Goal: Write out the entries again, swapping every "Target" for "Object" and changing nothing else.

— start Provided data —

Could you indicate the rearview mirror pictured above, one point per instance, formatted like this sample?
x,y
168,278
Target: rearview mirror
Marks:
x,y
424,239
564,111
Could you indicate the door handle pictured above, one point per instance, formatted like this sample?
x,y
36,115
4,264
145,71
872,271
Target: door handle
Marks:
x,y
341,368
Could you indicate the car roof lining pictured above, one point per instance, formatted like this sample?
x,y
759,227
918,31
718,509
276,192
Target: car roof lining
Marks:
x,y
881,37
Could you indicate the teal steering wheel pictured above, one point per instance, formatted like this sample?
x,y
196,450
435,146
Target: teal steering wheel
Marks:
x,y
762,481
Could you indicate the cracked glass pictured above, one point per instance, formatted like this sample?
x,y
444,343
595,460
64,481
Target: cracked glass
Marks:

— end Provided data —

Finished task:
Could you indicate the rearview mirror pictured above, one point per instance, formatted like this sample?
x,y
168,278
Object: rearview mirror
Marks:
x,y
424,239
564,111
Could you indicate the door handle pictured above, one point per instance, formatted like this sample?
x,y
36,115
4,264
145,71
872,271
Object: door handle
Marks:
x,y
341,368
Could you indicate the car roof lining pictured above, one point per instance, formatted like this sample?
x,y
759,227
918,31
718,509
276,192
Object: car roof lining
Marks:
x,y
881,37
Could you indicate the teal steering wheel pictured above, one point per instance, formatted like this sample?
x,y
196,450
435,146
Object: teal steering wheel
Marks:
x,y
762,481
Could you indicate the cracked glass pictured above, one point per instance, formatted like this sample?
x,y
444,343
595,460
64,481
Object: cracked glass
Marks:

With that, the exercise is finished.